● Task brief
Restate the data word for word and leave the images out.

● Information supplied
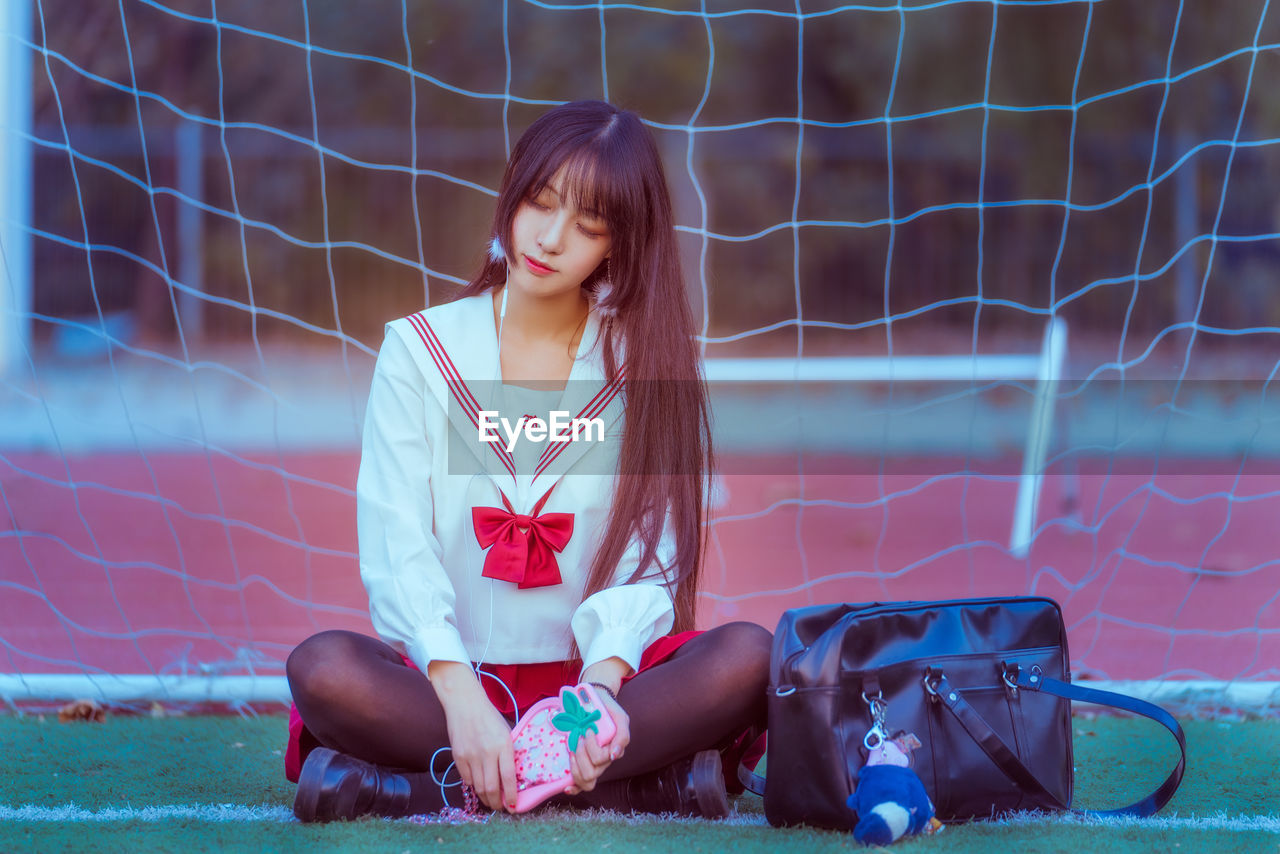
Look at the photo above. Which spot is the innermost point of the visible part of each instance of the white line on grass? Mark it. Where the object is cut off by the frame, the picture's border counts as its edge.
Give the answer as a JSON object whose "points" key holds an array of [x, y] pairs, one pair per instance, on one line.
{"points": [[242, 813]]}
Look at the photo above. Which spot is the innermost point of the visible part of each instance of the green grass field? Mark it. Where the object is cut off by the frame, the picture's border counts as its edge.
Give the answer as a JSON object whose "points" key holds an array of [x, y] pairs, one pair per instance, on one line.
{"points": [[118, 786]]}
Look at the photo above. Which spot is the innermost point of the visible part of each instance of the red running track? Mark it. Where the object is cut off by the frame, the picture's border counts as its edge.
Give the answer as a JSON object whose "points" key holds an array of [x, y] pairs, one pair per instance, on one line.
{"points": [[192, 562]]}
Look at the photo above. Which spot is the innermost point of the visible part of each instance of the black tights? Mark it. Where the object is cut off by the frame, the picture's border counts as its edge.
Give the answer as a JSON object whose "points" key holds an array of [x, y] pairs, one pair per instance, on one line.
{"points": [[356, 695]]}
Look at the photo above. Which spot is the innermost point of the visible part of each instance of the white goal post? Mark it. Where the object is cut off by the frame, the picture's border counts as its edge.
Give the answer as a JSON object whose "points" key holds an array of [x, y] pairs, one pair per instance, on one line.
{"points": [[1043, 368]]}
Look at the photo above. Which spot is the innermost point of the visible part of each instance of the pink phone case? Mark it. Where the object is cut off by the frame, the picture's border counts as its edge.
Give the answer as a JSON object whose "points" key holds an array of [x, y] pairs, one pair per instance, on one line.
{"points": [[547, 734]]}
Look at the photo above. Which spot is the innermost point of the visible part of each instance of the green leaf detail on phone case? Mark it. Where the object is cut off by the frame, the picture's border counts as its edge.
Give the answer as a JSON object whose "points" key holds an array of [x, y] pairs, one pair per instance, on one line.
{"points": [[575, 720]]}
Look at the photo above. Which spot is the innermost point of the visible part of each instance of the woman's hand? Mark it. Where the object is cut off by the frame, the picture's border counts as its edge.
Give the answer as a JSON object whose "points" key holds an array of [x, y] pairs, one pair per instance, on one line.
{"points": [[479, 735], [592, 758]]}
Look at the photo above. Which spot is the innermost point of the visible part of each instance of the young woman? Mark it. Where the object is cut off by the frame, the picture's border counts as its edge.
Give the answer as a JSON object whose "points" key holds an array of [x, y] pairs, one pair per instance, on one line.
{"points": [[501, 570]]}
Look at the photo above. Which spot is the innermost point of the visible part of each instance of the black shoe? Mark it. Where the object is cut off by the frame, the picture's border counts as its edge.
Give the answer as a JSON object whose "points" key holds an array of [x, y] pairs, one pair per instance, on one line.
{"points": [[334, 785], [693, 786]]}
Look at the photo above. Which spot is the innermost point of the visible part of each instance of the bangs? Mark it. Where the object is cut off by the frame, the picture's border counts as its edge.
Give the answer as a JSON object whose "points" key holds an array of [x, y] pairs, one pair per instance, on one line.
{"points": [[594, 182]]}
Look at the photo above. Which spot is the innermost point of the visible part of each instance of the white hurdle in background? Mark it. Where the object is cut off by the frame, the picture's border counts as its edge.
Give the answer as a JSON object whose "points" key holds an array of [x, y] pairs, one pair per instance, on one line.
{"points": [[1043, 368]]}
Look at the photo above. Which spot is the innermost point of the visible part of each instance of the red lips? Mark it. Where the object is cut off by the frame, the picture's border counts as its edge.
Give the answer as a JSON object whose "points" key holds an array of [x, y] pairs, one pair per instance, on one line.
{"points": [[538, 269]]}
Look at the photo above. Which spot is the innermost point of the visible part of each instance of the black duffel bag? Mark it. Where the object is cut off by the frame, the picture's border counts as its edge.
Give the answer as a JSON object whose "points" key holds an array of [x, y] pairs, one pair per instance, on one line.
{"points": [[983, 684]]}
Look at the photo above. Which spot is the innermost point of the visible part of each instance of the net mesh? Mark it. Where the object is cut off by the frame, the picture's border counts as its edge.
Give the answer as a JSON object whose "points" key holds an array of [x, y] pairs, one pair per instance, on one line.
{"points": [[233, 199]]}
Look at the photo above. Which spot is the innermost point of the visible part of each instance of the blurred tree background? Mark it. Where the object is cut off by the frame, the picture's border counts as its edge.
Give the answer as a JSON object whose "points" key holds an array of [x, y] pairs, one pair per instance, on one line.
{"points": [[927, 183]]}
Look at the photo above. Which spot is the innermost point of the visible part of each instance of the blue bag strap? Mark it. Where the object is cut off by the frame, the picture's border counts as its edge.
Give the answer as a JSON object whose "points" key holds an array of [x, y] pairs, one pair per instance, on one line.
{"points": [[952, 699]]}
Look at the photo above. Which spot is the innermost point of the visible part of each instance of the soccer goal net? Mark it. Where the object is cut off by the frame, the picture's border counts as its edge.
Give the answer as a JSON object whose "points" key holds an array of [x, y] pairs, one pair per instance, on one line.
{"points": [[986, 292]]}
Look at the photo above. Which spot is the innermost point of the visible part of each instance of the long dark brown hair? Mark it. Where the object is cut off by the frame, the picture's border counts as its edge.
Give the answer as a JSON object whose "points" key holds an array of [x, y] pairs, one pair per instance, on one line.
{"points": [[613, 169]]}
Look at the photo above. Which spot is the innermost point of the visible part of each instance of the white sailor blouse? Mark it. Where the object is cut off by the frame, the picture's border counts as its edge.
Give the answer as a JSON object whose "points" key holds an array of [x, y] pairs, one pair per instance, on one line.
{"points": [[467, 556]]}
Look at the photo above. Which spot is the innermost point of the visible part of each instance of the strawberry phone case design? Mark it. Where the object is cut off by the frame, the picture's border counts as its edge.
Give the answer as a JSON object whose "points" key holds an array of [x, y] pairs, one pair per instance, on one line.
{"points": [[547, 734]]}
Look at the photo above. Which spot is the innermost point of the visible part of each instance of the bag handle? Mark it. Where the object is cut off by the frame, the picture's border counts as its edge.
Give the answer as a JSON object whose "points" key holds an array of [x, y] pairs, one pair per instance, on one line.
{"points": [[952, 699]]}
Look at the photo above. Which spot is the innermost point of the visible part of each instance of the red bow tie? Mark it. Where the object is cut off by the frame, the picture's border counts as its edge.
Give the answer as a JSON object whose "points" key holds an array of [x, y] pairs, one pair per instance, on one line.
{"points": [[522, 546]]}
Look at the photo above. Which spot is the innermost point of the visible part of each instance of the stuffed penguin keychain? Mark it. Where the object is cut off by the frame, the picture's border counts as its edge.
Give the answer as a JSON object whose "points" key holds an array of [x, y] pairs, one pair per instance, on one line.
{"points": [[890, 799]]}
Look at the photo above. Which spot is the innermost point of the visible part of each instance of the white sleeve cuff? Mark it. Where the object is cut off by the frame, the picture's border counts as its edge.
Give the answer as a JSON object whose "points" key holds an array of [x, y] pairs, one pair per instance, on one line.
{"points": [[621, 622], [611, 643], [437, 644]]}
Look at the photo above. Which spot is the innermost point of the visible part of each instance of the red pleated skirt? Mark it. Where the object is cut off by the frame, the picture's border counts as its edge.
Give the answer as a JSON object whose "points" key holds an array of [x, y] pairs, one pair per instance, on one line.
{"points": [[528, 684]]}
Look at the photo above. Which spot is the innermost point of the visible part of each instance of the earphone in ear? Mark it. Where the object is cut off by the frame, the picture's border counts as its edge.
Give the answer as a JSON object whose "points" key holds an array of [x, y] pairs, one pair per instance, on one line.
{"points": [[496, 251]]}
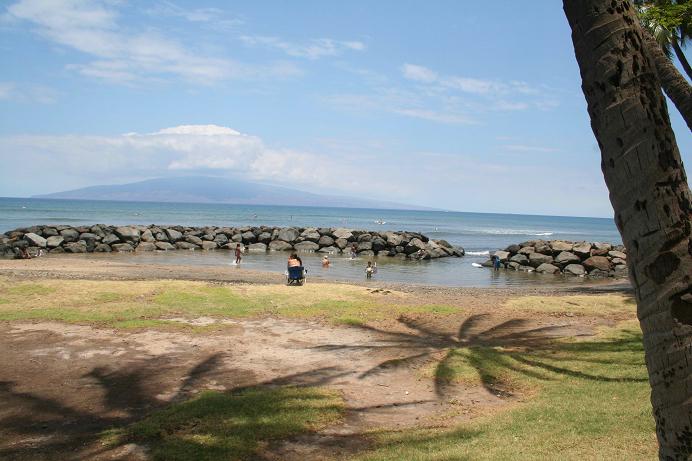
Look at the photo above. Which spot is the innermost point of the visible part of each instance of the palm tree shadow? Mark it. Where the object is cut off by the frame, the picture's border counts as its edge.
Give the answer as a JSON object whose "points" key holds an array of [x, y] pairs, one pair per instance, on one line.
{"points": [[489, 349]]}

● Exercise solution
Look at the photo above. Which spot is the innermost point of the visible part of each instance of the white line on grass? Mark it. Where the object is cut off by the frame, the picture's border counts as its edge.
Give the answer as a JSON object whose "points" key holds an array of [x, y] pairs, one pair per instance, on one line.
{"points": [[242, 813]]}
Look at the photo above. Which spot is the innermost point of the visible part of each instance of the green grass field? Mark it. Where the object is cut off by the frame, the picture's border counts as its edge.
Give the answer as a JSON object whose "points" key holds an array of [x, y] pairs, one pair per instance, on one line.
{"points": [[118, 786]]}
Look at the photo above. Which spot is the innermost point of the visible part of each instance of the red running track? Mark it. Where the object is cut off by the frame, the picture's border counts as its edge.
Give the answer as a JSON object whose "points" key holds an array of [x, y] pairs, one pair per instance, on one line.
{"points": [[192, 562]]}
Look at the photo above. Which spot is the innermost point of the visible part of each instance of the black tights? Mark it. Where the object is cut off by the frame, the picture's border counts as its edge.
Give the answer as a JSON object whose "points" key holds an array of [x, y] pairs, one pair per instance, on one line.
{"points": [[356, 695]]}
Look at the photo above. Which spot is the innermost point of the visible part of each instance of the white goal post? Mark it. Where the object is cut off by the frame, the picture's border counts as its edge.
Give the answer as a JSON object whose "points" key holds an array of [x, y] pairs, one pair per instance, on one line.
{"points": [[1043, 368]]}
Look at the photo above. Which spot is the innermost point of the visible part of each instance of the pink phone case? Mark it. Where the object is cut off by the frame, the picture's border counts as its edge.
Give the answer as a JSON object whose "points" key holds an array of [x, y] pairs, one pair per instance, on one line.
{"points": [[547, 734]]}
Look at the photo above. Which spot is the innermost point of the visible part of each instance of the green leaf detail on phone case? Mark it. Where the object is cut off by the frame, the picture's border counts as its edge.
Give the answer as a JSON object whose "points" key holds an array of [x, y] pairs, one pair per instance, on one line.
{"points": [[575, 720]]}
Look at the photo above. Which spot is the innermost point of the visible part of each instance of the woman's hand? Mark it. Where the object is cut off by the frame, the picture's border counts as its edge.
Give the answer as a JSON object whose "points" key holds an array of [x, y] pairs, one pair per instance, on one line.
{"points": [[479, 735], [592, 758]]}
Look at the photo above. Which spot is the innermost point of the visible part of each instance of the young woman? Mark it. Where the object is cut off by the frame, the picture's border counts as its edge.
Give the answer as a JSON object whose "points" key holds an array of [x, y] pairs, one pair per instance, on one line.
{"points": [[501, 570]]}
Look at the photo above. Which spot is the innermost point of the visible part of each instance of the black shoe? Mark it. Where the object is cut off by the frame, the picture's border counts as its edge.
Give the answer as a JSON object whose "points" key holds an array of [x, y] pairs, one pair per instance, on one line.
{"points": [[334, 785], [693, 786]]}
Look at the photo above. Which spot is the innermost point of the visible part of each instance of the bangs? Mark it. Where the object is cut off by the frame, the picture's border counts as its edge.
Give the answer as a JSON object whose "points" key holds an array of [x, y] pairs, one pair per instance, on one line.
{"points": [[594, 182]]}
Look at the photo above. Which spot is the innermost point of the visible part of each instance of the white hurdle in background? Mark it. Where the object is cut off by the frame, the picture's border counts as its edge.
Give the answer as a JSON object whose "points" key holds an array of [x, y] pairs, one pair per instance, on one line.
{"points": [[1043, 368]]}
Look at the photo above. Which spot is the innermost point of the visible part of each instance of the red lips? Mark it. Where the object is cut off by the frame, the picture's border counts as its edge.
Give the answer as a JSON object whose "points" key holds an array of [x, y] pairs, one pair per instance, on one line.
{"points": [[538, 269]]}
Look at the photo above. Which spot is the innermost point of the visible part of each instance of the black duffel bag? Mark it. Where the object is cut off by the frame, the picture's border counts as its edge.
Give the answer as a JSON object whose "points" key holds an array of [x, y] pairs, one pair per instance, on one line.
{"points": [[983, 684]]}
Look at the photo above. Which spot is the innermost point of the visible part of each instance of the net mesh? Mark it. Where the object is cut off by the frame, the picture's border counts as its edge.
Give the answer as a JSON object whose "points" key holds an array of [x, y] pairs, one pair per instance, on one line.
{"points": [[233, 199]]}
Look at the photo above. Which spot is the innermost point of the visible part of each instance of the blurred tree background? Mark it. Where the object is cut off by the frame, the picture's border counts as its edge.
Give the answer as a JSON object whose "points" key holds an array of [x, y] pairs, one pair per instance, on one line.
{"points": [[927, 183]]}
Look at the photo above. Which spot is the innermost point of the visible part of each instance of the blue bag strap? Mark it. Where the object is cut off by the frame, the picture's border counts as its edge.
Give the answer as a JSON object whose "points" key holds an array of [x, y] pairs, one pair per instance, on one line.
{"points": [[952, 699]]}
Look at the photo above. Which spot is the innermost point of the visible part of each instance of the soccer goal net? Mark it. Where the object is cut off by the frame, the picture's border counts as its edge.
Give the answer as a JSON object whose "points" key holds an array of [x, y] pairs, one pair per instance, on one line.
{"points": [[986, 292]]}
Look at the photo above. Which spot is the innermost point of the visible part of each instance of the long dark brown hair? Mark it. Where the object is cut off by the frame, the picture's border counts as its edge.
Give the answer as a JSON object whose "points" key holds an array of [x, y] pairs, one pair per instance, on one line.
{"points": [[613, 169]]}
Look at the photo above. Which spot is the innermost point of the visible part of each instance of the white sailor blouse? Mark it. Where the object is cut off by the frame, the picture's border counts as its edge.
Give the answer as a JSON object whose "points" key holds an array of [x, y] pairs, one pair per instance, on one line.
{"points": [[467, 556]]}
Look at the photo above. Which spot is the innermost point of the visible part of each instance of the strawberry phone case design? Mark it. Where the object is cut off by the frame, the picture's border counts as its edge.
Give the answer as a JSON object whose "points" key holds an array of [x, y] pairs, one pair per instance, on one line.
{"points": [[547, 734]]}
Look at the photo above. Which spot is the innermost point of the visible part of each instance of the bag handle? Mark it. Where the object is cut off by the frame, the picture's border counts as its edge.
Give the answer as a JSON object whose "points" key holds an array of [x, y] pairs, one pair per instance, on one line.
{"points": [[952, 699]]}
Look at the photo above. Which spot is the innermost point of the visible part of each instance of the red bow tie? Mark it. Where the object is cut off by the frame, the picture's border counts as its edge.
Give the answer as a JSON object whose "points" key holds an array of [x, y] pairs, one pair per instance, on one line.
{"points": [[522, 546]]}
Look at the photo above. Which spot is the innermost point of the visible part of each instance of the stuffed penguin keychain? Mark it. Where the object is cut off by the frame, the picture's border counts as its edge.
Give the answer as a JSON object whose "points" key holds an array of [x, y] pairs, one pair per instance, on one line.
{"points": [[890, 799]]}
Look at the photo above. Which spot is the innermost point of the visible part of each instance of the white sleeve cuff? Mark it. Where the object is cut off by the frame, the picture's border counts as its edge.
Give the answer as a JSON object whose "points" key holds an array of [x, y] pairs, one pair per instance, on one line.
{"points": [[621, 622], [611, 643], [437, 644]]}
Look at the photo above. Which spot is the innermost point of the visible part of each instance of the red pleated skirt? Mark it. Where the object is cut off by the frame, the picture's border counts as its edge.
Give the answer as a JSON object whose "points" key holds an array of [x, y] pairs, one pair per instance, on one line.
{"points": [[528, 684]]}
Look at the photo above. Which spot is the innermost point of the visible part of each instance of the earphone in ear? Mark it. Where the object is cut off by the frame, the picture's border counts as its edge.
Give the answer as a JSON object whose "points" key holds an array of [x, y] pairs, one pair per instance, on one line.
{"points": [[496, 251]]}
Look at the photo above. Which spot is the innermost point of the visible part of each instance of the palm tree shadow? Mark it. Where the object is cut off by the frame, the picture's border counts as its edge.
Give the answer as a JSON object whose "points" key holds an array of [x, y] pairs, one pair per instance, on one line.
{"points": [[489, 349]]}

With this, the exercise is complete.